If GTA V had the traffic system of say, Cities: Skylines, you'd have a point. Otherwise, there is nothing speculator about the way traffic is handled in Grand Theft Auto games. There is not much "simulating" going on there. Follow pre-determined path -> if a jam is created (or there is a red light): stop, is pretty much the scope of it. 

The illusion of it complexity is created by the diversity in assets, locales, and the large scale of it all. 

 

 

heh you are the first person i heard say this, even a developer who is a huge nintendo fan BTW, say's other wise. I mean just look at zelda on wiiu when it goes in karoki forest it doesn't have nearly as much as going as GTAV, yet its start running at 20fps, here is whattaht developer said in regards to GTAV port on switch, and switch has a much better cpu then WII u.

======

*PROBLEMS TO SOLVE*.
A – In the post about traffic in GTA V, what creates the illusion of complexity?
B – Write a continuation of the post about traffic in GTA V, starting after its last sentence.
The listing after this point is separate material with no connection to the post about traffic in GTA V.

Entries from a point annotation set

======

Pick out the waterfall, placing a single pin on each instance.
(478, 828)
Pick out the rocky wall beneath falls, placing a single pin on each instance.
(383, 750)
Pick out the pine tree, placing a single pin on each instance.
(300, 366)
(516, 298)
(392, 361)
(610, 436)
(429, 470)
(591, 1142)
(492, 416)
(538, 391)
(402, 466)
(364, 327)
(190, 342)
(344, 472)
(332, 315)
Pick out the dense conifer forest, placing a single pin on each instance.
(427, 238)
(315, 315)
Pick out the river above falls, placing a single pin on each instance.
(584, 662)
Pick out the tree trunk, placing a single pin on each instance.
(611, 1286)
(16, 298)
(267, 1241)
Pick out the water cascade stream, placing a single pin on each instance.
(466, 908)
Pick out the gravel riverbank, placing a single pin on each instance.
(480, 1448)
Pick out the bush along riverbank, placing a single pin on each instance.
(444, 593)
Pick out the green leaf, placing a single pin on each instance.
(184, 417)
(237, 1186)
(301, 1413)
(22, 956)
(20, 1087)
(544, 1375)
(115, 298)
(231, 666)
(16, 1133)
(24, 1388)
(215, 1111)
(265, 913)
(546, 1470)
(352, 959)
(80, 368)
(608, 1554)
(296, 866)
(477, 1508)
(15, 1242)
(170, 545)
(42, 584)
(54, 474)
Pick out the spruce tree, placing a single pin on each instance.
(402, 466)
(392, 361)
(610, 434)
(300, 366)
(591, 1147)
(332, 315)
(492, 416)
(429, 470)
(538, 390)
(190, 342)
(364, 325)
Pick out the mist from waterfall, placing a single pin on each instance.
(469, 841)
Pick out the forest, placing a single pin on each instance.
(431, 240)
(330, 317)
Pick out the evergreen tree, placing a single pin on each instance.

======

*ANSWERS IN ORDER*.
A – The diversity in assets, locales, and the large scale of it all.

B –
"GTA5 has lots of simulated people and lots of cars and lots of other simulated systems running concurrently. The city feels alive. PS2 would never been able to achieve that. Last gen console versions had much less cars and people on the streets. You can't really simulate rush hour traffic without being able to simulate enough cars. Highways simply don't have enough cars in the last gen version to cause traffic jams. The city feels less alive. 

Haven't got experience from Switch, but 3x ARM cores are likely a significant downgrade compared to 7x x64 cores for this kind of highly parallel city simulation workload."